_Page excerpt_.
━━━━━━━━

Claudine Schneider (née Cmarada; born March 25, 1947) is an American economist and former politician who served as a Republican U.S. representative from Rhode Island. She was the first, and to date only, woman elected to Congress from Rhode Island. She is the founder of Republicans for Integrity, which describes itself as a network of "Republican former Members of Congress who feel compelled to remind Republican voters about the fundamentals of [the Republican] party and to provide the facts about incumbents' voting records."

Life and career

Schneider was born Claudine Cmarada in Clairton, Pennsylvania. On her father's side, she is of Slovak descent.  Schneider attended parochial schools. She studied at the University of Barcelona, Spain, and Rosemont College (Pennsylvania).
She obtained a B.A. degree from Windham College (Vermont) in 1969. She also attended the University of Rhode Island Program in Community Planning.

She was the founder of the Rhode Island Committee on Energy in 1973, and was appointed executive director of the Conservation Law Foundation in 1974. She became Federal coordinator of Rhode Island Coastal Zone Management Program in 1978. She worked as a producer and host of a public affairs television program in Providence from 1978 to 1979.

━━━━━━━━

_Exercise description_. Reproduce the stretch of the Claudine Schneider biography from "She obtained a" through "1978 to 1979.", word for word. The lines that follow this text are separate material and are unrelated to it.

_Source data_.
━━━━━━━━

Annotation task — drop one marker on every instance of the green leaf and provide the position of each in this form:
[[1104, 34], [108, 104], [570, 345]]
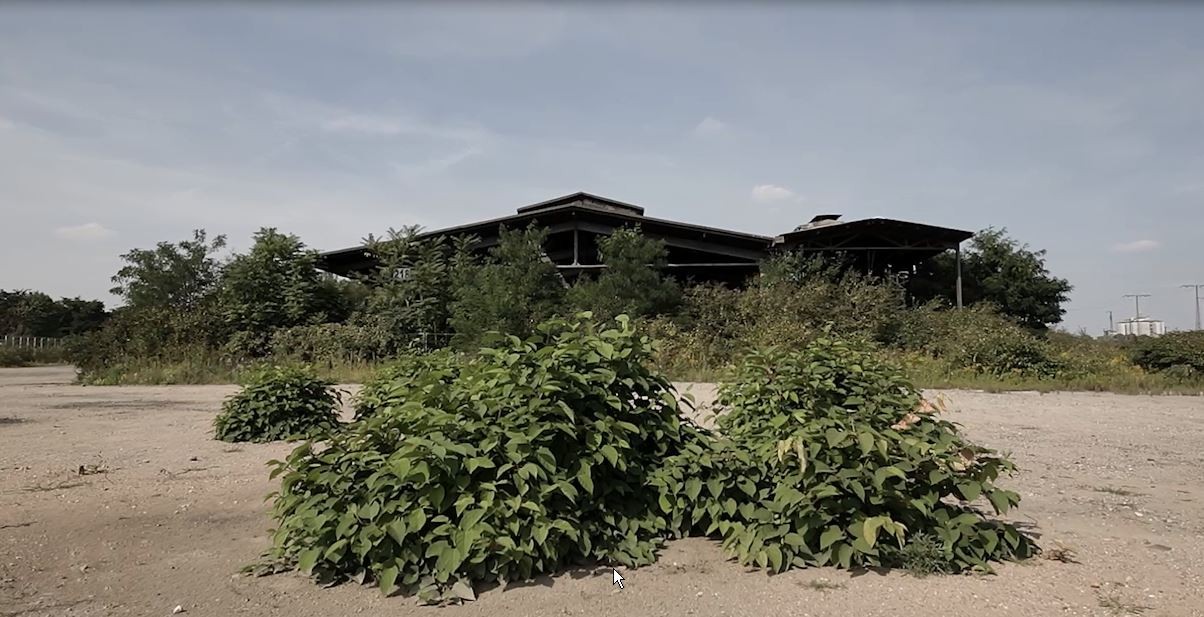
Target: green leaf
[[969, 489], [396, 530], [584, 479], [774, 554], [692, 487], [307, 559], [830, 535], [869, 528]]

━━━━━━━━

_Response to this task_.
She obtained a B.A. degree from Windham College (Vermont) in 1969. She also attended the University of Rhode Island Program in Community Planning.

She was the founder of the Rhode Island Committee on Energy in 1973, and was appointed executive director of the Conservation Law Foundation in 1974. She became Federal coordinator of Rhode Island Coastal Zone Management Program in 1978. She worked as a producer and host of a public affairs television program in Providence from 1978 to 1979.